--- START ---
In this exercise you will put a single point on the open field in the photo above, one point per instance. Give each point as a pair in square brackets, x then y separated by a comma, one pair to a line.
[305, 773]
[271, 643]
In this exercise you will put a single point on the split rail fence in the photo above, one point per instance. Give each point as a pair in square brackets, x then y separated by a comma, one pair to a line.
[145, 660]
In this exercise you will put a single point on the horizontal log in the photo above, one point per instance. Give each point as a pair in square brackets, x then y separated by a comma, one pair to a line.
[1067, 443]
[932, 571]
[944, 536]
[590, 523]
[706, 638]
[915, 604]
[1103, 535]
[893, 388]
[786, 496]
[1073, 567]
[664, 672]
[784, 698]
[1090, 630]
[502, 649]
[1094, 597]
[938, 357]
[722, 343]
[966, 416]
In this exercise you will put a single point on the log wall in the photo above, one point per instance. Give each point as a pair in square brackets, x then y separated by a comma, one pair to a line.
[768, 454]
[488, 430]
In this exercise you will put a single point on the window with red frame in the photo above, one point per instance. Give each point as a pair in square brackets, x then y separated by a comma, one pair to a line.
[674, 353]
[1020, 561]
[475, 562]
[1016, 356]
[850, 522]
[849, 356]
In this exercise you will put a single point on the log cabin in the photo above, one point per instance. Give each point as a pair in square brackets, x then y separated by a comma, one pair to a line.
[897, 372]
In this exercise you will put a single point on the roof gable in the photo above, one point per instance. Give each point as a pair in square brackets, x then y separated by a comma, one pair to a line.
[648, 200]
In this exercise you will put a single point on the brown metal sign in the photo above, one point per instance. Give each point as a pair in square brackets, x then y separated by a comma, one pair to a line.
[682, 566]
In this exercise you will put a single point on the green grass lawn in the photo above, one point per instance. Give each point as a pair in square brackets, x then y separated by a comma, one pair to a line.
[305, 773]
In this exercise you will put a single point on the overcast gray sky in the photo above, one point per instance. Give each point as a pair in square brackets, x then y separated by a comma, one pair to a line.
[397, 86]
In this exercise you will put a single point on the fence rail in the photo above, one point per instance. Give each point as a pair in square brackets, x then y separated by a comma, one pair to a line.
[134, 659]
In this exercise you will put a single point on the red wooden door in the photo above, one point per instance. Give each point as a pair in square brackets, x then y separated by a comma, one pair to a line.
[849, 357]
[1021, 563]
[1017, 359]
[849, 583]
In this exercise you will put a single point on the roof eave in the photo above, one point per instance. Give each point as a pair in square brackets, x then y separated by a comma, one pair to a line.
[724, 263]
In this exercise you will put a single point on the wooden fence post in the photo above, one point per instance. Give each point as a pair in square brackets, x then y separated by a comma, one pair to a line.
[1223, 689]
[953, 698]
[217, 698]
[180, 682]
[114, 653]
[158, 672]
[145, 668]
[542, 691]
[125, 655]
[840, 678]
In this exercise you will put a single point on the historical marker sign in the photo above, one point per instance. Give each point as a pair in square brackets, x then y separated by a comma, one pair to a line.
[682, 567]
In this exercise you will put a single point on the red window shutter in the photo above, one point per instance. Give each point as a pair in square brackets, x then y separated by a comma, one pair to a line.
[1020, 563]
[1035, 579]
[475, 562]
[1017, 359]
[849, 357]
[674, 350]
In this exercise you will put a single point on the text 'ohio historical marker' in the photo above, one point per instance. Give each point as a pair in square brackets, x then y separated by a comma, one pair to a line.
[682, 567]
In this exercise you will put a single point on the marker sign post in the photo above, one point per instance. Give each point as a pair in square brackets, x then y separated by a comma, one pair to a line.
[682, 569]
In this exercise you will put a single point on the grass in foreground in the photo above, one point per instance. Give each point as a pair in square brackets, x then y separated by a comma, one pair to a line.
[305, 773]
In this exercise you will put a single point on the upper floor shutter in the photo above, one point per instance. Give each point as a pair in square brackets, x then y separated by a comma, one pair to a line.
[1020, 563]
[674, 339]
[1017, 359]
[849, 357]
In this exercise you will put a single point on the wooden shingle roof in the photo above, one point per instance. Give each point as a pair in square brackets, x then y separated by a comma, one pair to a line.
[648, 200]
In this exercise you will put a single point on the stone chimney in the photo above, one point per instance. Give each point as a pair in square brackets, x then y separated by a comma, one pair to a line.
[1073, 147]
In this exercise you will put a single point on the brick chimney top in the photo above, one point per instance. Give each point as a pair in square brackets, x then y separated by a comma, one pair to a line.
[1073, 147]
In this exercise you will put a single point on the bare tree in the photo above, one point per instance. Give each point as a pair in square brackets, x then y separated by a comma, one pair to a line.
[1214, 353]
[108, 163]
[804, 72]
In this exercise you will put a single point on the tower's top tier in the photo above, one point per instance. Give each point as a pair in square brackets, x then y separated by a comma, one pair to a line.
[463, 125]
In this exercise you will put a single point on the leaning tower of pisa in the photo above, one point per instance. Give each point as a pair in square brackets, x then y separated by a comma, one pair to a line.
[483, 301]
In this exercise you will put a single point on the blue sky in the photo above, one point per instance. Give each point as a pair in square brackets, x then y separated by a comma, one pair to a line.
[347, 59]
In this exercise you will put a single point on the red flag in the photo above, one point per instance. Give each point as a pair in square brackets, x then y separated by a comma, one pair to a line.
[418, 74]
--- END ---
» WORK TO COMPLETE:
From the first line to the last, please quote the material above exactly.

» TASK SOLUTION:
In this exercise you will put a single point on the open field in the photo above, one point per instance. Give each point as a pair in square brackets, x then y separated by a comma, one pair to a line.
[305, 773]
[271, 643]
In this exercise you will put a single point on the split rail fence in the photo above, one point per instance. Give each point as a pair in square brackets, x then y separated by a comma, one pair to a line.
[145, 660]
In this exercise you will put a single point on the horizontal log in the photo above, one point per instance. Give each point as a pair in square brackets, x then y separated by a comma, one pair to a line.
[1067, 443]
[932, 571]
[944, 536]
[590, 523]
[706, 638]
[915, 604]
[1103, 535]
[893, 388]
[786, 496]
[1073, 567]
[664, 672]
[784, 698]
[1090, 630]
[502, 649]
[1094, 597]
[938, 357]
[722, 343]
[966, 416]
In this exercise you will put a single point on the log wall in the photo above, one point per instance. Give each point as a pair in square brackets, x then y separated by a comma, one pair to a line.
[768, 454]
[488, 430]
In this exercise you will put a single point on the window with red frame in the photo above, one point per instance. Give each point as a pair in square brackets, x then y separated by a comma, one pair to a line.
[674, 353]
[1020, 561]
[475, 562]
[1016, 356]
[850, 522]
[849, 356]
In this exercise you will put a single point on the log cabin in the photo above, one point per instance. Give each point as a pair in square brackets, x then y separated by a comma, one pair to a line.
[897, 372]
In this exercise you will put a single point on the roof gable in the photo above, one point per instance. Give each point as a pair in square brackets, x then y separated by a comma, one pair to a line.
[648, 200]
In this exercise you will put a single point on the brown metal sign in the photo above, one point per instance. Give each point as a pair in square brackets, x then y separated by a comma, one pair to a line.
[682, 566]
In this exercise you will put a single point on the green grass lawn in the photo above, one point per instance. Give each point as a pair in square brackets, x then y separated by a comma, one pair to a line.
[305, 773]
In this exercise you will put a single point on the overcast gray sky in the photo above, one point per instance. Give each point as a pair in square brackets, x then y separated by a comma, one pair to a line.
[397, 86]
In this exercise you will put a single point on the fence rail in the photo above, one point per instance. Give each point as a pair in square brackets, x then y separated by a comma, one pair to a line.
[134, 659]
In this exercise you will put a single point on the red wooden door in the photo above, one point per instance. Give each point as a pair in square brackets, x then y separated by a comma, one pair to a line.
[849, 357]
[1021, 563]
[1017, 359]
[849, 583]
In this exercise you will put a single point on the roof eave in the photo above, one point per instance. Give each point as a pair in square brackets, x then y separated by a comma, one pair to a line.
[724, 263]
In this exercise you will put a single point on the wooden fence post in the photo above, one point per instance. Give each point as a pair in square brackets, x then y separated by a comma, one pair to a line.
[1223, 689]
[953, 698]
[217, 698]
[180, 682]
[114, 653]
[158, 672]
[145, 668]
[542, 691]
[125, 655]
[840, 678]
In this exercise you will put a single point on the historical marker sign in the photo above, one point per instance. Give each point as a pair in square brackets, x then y separated by a comma, one pair to a line.
[682, 567]
In this exercise you will put a single point on the red window shutter in the photo above, one point per instance. Give each point as a pair in square brackets, x then y separated by a comma, one pair to a line.
[1020, 563]
[1035, 579]
[475, 562]
[1017, 359]
[849, 357]
[674, 350]
In this exercise you will put a single point on the text 'ohio historical marker' in the photo above, one point per instance. Give each point as a pair in square brackets, x then y separated by a comma, one pair to a line.
[682, 567]
In this exercise you will put a single point on the marker sign post in the photo above, one point per instance. Give each point as a pair in square brackets, x then y separated by a comma, one pair to a line.
[682, 569]
In this exercise you will put a single point on the grass in foreground in the photo above, one point per instance. Give each point as a pair in square brackets, x then y separated by a comma, one pair to a line.
[305, 773]
In this exercise you will put a single point on the upper floor shutter in the photo above, one point per instance. Give each point as a pair in square brackets, x then y separated by a comma, one pair to a line.
[1020, 563]
[674, 339]
[1017, 359]
[849, 357]
In this exercise you will put a single point on the wooden shingle roof in the photo above, one point per instance. Give each point as a pair in square brackets, x then y separated by a comma, one pair to a line.
[648, 200]
In this exercise you will put a single point on the stone chimney in the photo above, one point per instance. Give each point as a pair in square brackets, x then y separated by a comma, one pair to a line.
[1073, 147]
In this exercise you will put a single point on the brick chimney top in the photo above, one point per instance. Give each point as a pair in square brackets, x then y separated by a comma, one pair to a line.
[1073, 147]
In this exercise you will put a single point on the bare tree in the photo above, one point per instance. Give each point as a pair in square brackets, x then y separated by a comma, one pair to a line.
[1214, 353]
[108, 163]
[804, 72]
In this exercise you will put a single point on the tower's top tier in the photo above, one point per instance. Give each point as a pair in square brackets, x then y separated by a comma, one pair to a line.
[463, 125]
In this exercise you will put a single point on the leaning tower of pisa in the photo above, one point per instance. Give each point as a pair in square brackets, x then y separated by a comma, one pair to a line.
[483, 301]
In this exercise you will put a single point on the blue sky in the photo above, one point per instance. Give each point as a pair in square brackets, x then y separated by a comma, one pair to a line.
[347, 59]
In this exercise you will put a single point on the red flag in the photo above, one point per instance. Give each point as a pair in square brackets, x then y separated by a comma, one pair to a line.
[418, 74]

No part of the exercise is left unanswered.